Passage given:
---------------

I will address the two issues together. The respondents cited three cases to support   their arguments. The three cited cases are:-

1. COMMISSIONER GENERAL, KENYA REVENUE through REPUBLIC v SILVANO T/A MARENGA FILLING STATION CIVIL APPEAL NO. 45 OF 2000;

2. PAUL IMISON v ATTORNEY GENERAL & 3 OTHERS, NAIROBI H.C. MISC. CIVIL APPLICATION NO. 1604 OF 2003; AND

3. JAMES KEGA KANGAU & OTHERS v THE ELECTORAL COMMISSION OF KENYA & ANOTHER NAIROBI H.C. MISC. APPLICATION NO. 1570 OF 2005.

In the JAMES KEGA KANGAU Case, Wendoh, J found that failure to make the Republic an applicant was a fatal mistake. In her words:-

“The practice which has acquired the force of law through judicial precedent is that prerogative orders are issued in the name of the Republic. The application for Judicial Review has to be instituted like the format in the FARMERS BUS CASE and WELAMONDI CASE. In the Notice of Motion dated 18th November, 2005 there is no applicant. That application is fatally defective and the court has no option but to strike it out with costs to the respondent and interested parties.”

In the case before me the Republic has been correctly named as the applicant. The respondents are challenging the naming of Henry Ngware Mungai as one of the respondents. I agree with the respondents that Henry Ngware Mungai should not have been named as a respondent. The respondent is normally the public body which made the decision being challenged. He ought to have been named as an interested party. The question is whether his being named as a respondent has resulted in this motion being fatally defective. I do not think so. The 1st and 3rd respondents are the correct respondents and they have been included in these proceedings. The 2nd respondent has also participated in these proceedings although he was sued under the wrong title. No prejudice has been caused to any of the parties herein. I think justice would be better served if this mistake is ignored. I therefore find that this application is not defective because of the way it has been titled.

---------------

Set exercise A:
Answer these questions about the court ruling above, one line each, marked (i), (ii), (iii) as the questions are:
(i) How many cases did the respondents cite to support their arguments?
(ii) According to the words of Wendoh, J, in whose name are prerogative orders issued?
(iii) In the case before the judge, as what does the judge say Henry Ngware Mungai ought to have been named?
Set exercise B:
State whether each statement below agrees with the court ruling above, marking your answers (i), (ii), (iii). Give yes or no, followed by the words of the ruling that decide it, quoted exactly.
(i) The Paul Imison case was a miscellaneous civil application in the Nairobi High Court from 2003.
(ii) The judge finds that the motion is fatally defective because of the way it was titled.
(iii) The 2nd respondent took no part in the proceedings.
Set exercise C: Reproduce word for word a part of the court ruling above, beginning at the words "2. PAUL IMISON" and stopping after "1570 OF 2005.".

---------------

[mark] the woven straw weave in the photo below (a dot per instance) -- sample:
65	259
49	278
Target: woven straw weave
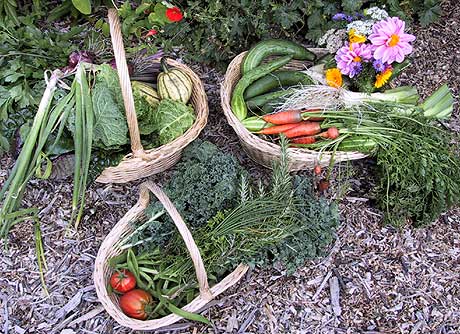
262	151
110	248
142	163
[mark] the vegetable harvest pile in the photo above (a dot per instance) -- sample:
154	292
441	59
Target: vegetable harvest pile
88	119
284	223
418	165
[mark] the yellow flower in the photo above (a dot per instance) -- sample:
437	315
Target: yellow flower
353	37
382	78
334	77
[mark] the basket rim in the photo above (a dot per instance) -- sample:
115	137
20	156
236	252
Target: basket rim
140	162
110	243
163	152
255	142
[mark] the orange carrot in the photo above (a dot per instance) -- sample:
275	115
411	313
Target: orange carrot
274	130
304	140
305	128
284	117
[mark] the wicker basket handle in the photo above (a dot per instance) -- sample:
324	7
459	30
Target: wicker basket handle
125	83
201	275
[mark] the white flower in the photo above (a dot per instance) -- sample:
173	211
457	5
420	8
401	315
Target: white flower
361	27
376	13
327	34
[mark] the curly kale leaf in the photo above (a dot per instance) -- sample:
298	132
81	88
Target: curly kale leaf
204	182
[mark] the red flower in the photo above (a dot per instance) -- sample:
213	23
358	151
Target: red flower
151	32
174	14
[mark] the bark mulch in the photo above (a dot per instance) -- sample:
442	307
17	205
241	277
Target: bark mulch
376	279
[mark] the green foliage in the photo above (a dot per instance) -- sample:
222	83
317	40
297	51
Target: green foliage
172	119
420	179
284	223
8	9
219	30
140	17
110	127
145	112
26	52
204	182
83	6
321	217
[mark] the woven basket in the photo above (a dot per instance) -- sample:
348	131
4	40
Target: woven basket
141	163
262	151
109	249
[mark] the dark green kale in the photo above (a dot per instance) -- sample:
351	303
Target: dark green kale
204	182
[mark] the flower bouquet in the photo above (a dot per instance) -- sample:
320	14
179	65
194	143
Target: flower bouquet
369	50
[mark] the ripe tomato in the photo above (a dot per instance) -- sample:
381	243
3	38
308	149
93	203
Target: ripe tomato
136	303
123	281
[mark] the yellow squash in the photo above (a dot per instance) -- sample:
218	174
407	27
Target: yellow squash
174	84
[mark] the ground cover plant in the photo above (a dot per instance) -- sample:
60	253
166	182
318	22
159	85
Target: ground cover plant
364	249
282	224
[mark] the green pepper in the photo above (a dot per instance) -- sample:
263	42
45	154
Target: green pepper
238	104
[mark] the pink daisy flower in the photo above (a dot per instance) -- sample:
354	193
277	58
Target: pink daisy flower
349	57
390	42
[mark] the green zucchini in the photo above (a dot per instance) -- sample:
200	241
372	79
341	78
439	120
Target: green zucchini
237	103
276	80
274	47
260	100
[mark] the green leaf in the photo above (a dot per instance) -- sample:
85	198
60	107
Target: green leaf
430	15
173	118
142	7
83	6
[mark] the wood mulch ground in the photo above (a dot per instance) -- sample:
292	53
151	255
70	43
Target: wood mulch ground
376	279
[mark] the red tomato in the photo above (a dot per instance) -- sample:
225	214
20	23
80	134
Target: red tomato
135	302
123	281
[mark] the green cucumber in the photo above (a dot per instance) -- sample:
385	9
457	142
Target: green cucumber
260	100
276	80
270	106
255	124
360	144
237	103
274	47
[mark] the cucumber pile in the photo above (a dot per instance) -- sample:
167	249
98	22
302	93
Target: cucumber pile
263	84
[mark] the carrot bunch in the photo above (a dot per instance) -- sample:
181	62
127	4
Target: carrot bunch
297	126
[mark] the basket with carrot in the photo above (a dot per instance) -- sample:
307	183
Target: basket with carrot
343	107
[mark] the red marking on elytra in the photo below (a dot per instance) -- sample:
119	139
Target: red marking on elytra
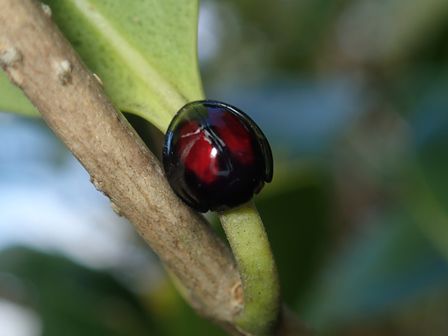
235	137
198	153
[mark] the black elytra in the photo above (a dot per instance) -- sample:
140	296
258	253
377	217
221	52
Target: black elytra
215	157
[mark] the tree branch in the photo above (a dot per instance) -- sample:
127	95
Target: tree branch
39	60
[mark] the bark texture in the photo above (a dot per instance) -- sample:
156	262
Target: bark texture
39	60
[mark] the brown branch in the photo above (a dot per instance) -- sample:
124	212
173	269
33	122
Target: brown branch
39	60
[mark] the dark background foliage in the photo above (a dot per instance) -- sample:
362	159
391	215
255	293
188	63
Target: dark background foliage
351	94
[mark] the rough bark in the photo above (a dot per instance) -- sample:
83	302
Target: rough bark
39	60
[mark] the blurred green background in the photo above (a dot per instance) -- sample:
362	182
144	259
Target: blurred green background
353	97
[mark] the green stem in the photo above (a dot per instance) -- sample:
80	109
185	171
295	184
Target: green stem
250	246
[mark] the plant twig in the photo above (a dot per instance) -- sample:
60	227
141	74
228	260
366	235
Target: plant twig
39	60
250	246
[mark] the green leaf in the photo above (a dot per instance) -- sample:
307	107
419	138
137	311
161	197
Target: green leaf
71	299
144	51
12	99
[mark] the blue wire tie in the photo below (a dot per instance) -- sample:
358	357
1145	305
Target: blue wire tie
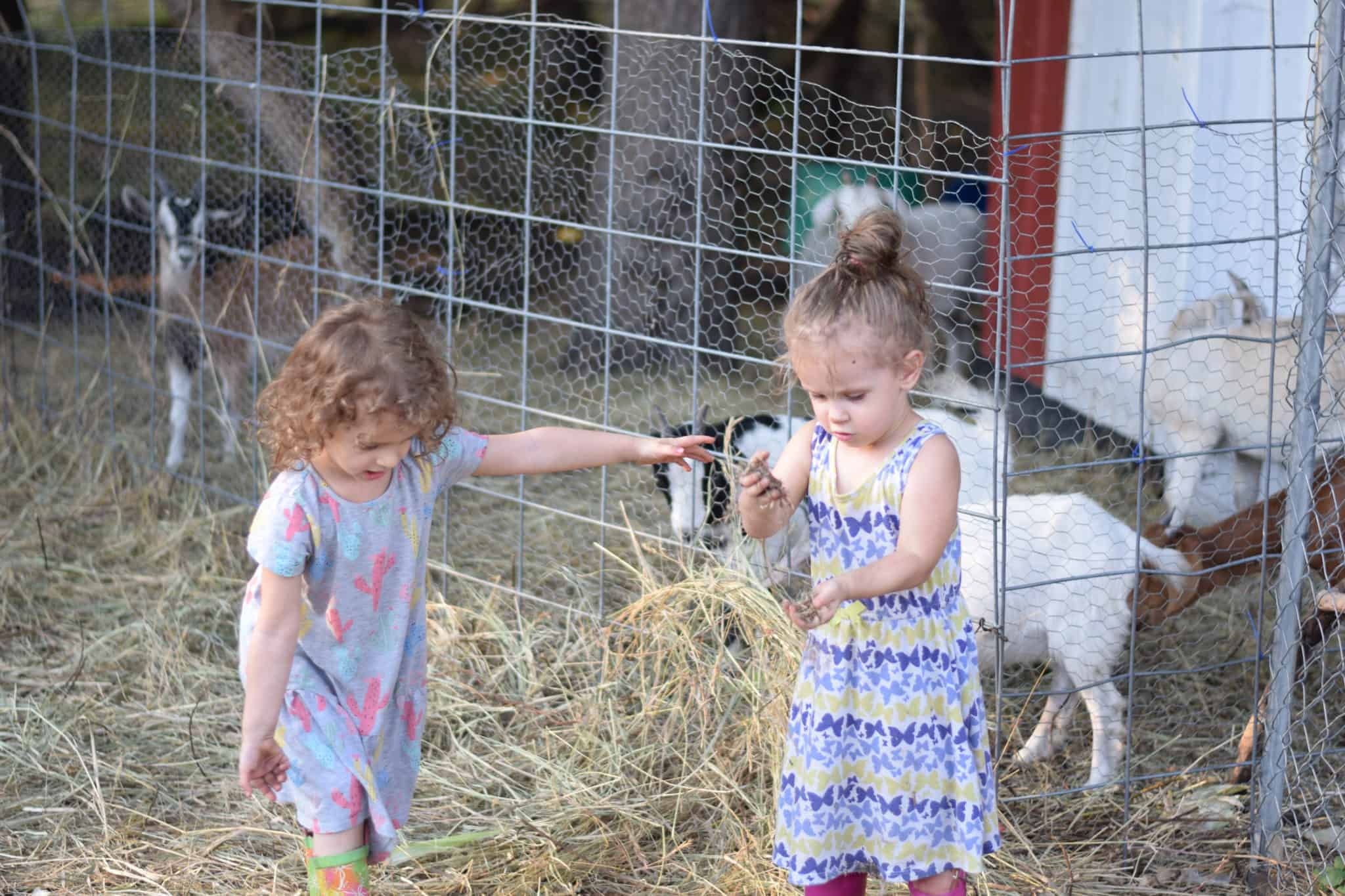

---------------

Right answer A:
(i) Three.
(ii) The Republic.
(iii) An interested party.

Right answer B:
(i) Yes: "PAUL IMISON v ATTORNEY GENERAL & 3 OTHERS, NAIROBI H.C. MISC. CIVIL APPLICATION NO. 1604 OF 2003"
(ii) No: "I therefore find that this application is not defective because of the way it has been titled."
(iii) No: "The 2nd respondent has also participated in these proceedings although he was sued under the wrong title."

Right answer C:
2. PAUL IMISON v ATTORNEY GENERAL & 3 OTHERS, NAIROBI H.C. MISC. CIVIL APPLICATION NO. 1604 OF 2003; AND

3. JAMES KEGA KANGAU & OTHERS v THE ELECTORAL COMMISSION OF KENYA & ANOTHER NAIROBI H.C. MISC. APPLICATION NO. 1570 OF 2005.